In Jazz Magazine n°129 – avril 1966

Pierre Cullaz, guitariste, et Alby Cullaz, contrebassiste, sont les fils de Maurice Cullaz, journaliste.


Pierre Cullaz est né à Paris (16e), le 21 juillet 1935.
Etudes supérieures (anglais). Dès l’âge de onze ans, s’intéresse au jazz en général grâce à Fats Waller et à la guitare en particulier grâce à Al Casey. Etudie la guitare classique à seize ans. Joue en amateur avec François Jeanneau, alors émule de Sidney Bechet. Joue ensuite avec Mimi Perrin (piano et vocal), Michel Hausser (Chat qui pêche), Art Simmons (Mars Club, 1958). Service militaire de mars 1959 à juillet 1961. Depuis, s’est consacré au studio et à l’accompagnement de vedettes de variétés (Petula Clark, entre autres). Quelques incursions dans le domaine du jazz : Club Saint-Germain avec Mac-Kac (février 1962), concerts et émissions pour l’O.R.T.F. Vient de passer plus d’un mois au Caméléon avec Eddie Louiss et Charles Saudrais. Enregistrements avec Christian Chevallier (« 6 + 6 », Columbia), André Persiany (« P.P. joue Basie », Columbia), les « GuitarsUnlimited » (Barclay), Elvin Jones et Eddie Louiss (inédit).

Consigne 1: D'après l'article, à quel âge Pierre Cullaz s'est-il mis à étudier la guitare classique ?
Le texte et les lignes de données n'ont aucun rapport entre eux.

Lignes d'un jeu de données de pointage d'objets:

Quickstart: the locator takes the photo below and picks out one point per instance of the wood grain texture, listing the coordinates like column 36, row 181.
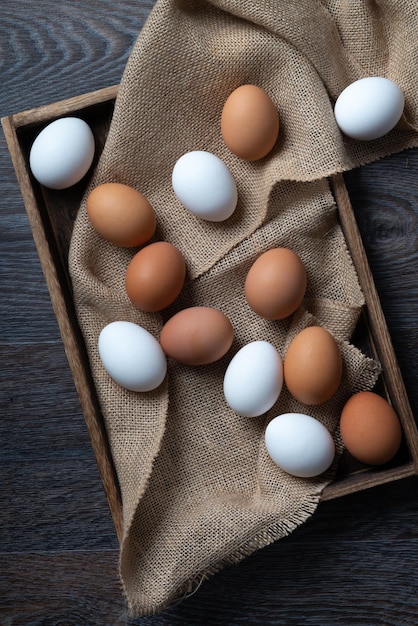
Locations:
column 353, row 563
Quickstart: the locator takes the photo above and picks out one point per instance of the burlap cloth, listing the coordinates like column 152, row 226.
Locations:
column 198, row 488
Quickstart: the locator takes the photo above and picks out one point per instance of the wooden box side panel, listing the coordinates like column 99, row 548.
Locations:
column 58, row 287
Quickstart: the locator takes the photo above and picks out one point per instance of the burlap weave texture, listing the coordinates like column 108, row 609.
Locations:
column 198, row 488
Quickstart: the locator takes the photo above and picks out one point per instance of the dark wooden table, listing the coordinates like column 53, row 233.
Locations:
column 355, row 562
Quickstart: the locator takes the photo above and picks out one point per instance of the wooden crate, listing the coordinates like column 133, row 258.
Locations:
column 51, row 216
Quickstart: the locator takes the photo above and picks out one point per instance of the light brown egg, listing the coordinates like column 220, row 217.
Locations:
column 313, row 366
column 370, row 428
column 155, row 276
column 276, row 283
column 249, row 123
column 121, row 214
column 197, row 335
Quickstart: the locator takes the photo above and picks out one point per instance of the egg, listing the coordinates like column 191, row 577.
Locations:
column 253, row 379
column 121, row 214
column 132, row 357
column 62, row 153
column 276, row 283
column 249, row 123
column 370, row 428
column 299, row 444
column 313, row 366
column 155, row 276
column 197, row 336
column 369, row 108
column 205, row 186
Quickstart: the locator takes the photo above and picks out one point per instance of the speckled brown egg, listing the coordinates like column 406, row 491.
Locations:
column 121, row 214
column 276, row 283
column 155, row 276
column 313, row 366
column 370, row 428
column 249, row 123
column 197, row 335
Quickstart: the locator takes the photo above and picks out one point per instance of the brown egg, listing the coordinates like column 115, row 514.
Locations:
column 249, row 123
column 121, row 214
column 155, row 276
column 197, row 336
column 313, row 366
column 276, row 284
column 370, row 428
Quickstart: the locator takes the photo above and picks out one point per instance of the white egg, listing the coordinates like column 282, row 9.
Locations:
column 253, row 379
column 62, row 153
column 299, row 444
column 369, row 108
column 205, row 186
column 132, row 356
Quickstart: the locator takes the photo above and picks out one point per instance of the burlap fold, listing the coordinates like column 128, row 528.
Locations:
column 198, row 488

Consigne 2: Recopiez à l'identique tout ce qui va de la ligne de données contenant « 115, row 514. » jusqu'à la fin des lignes de données.

Solution complète 1: À seize ans.

Solution complète 2:
Quickstart: the locator takes the photo above and picks out one point per instance of the brown egg, listing the coordinates like column 115, row 514.
Locations:
column 249, row 123
column 121, row 214
column 155, row 276
column 197, row 336
column 313, row 366
column 276, row 284
column 370, row 428
Quickstart: the locator takes the photo above and picks out one point per instance of the white egg, listing the coordinates like column 282, row 9.
Locations:
column 253, row 379
column 62, row 153
column 299, row 444
column 369, row 108
column 205, row 186
column 132, row 356
Quickstart: the locator takes the photo above and picks out one point per instance of the burlap fold, listing the coordinates like column 128, row 528.
Locations:
column 198, row 488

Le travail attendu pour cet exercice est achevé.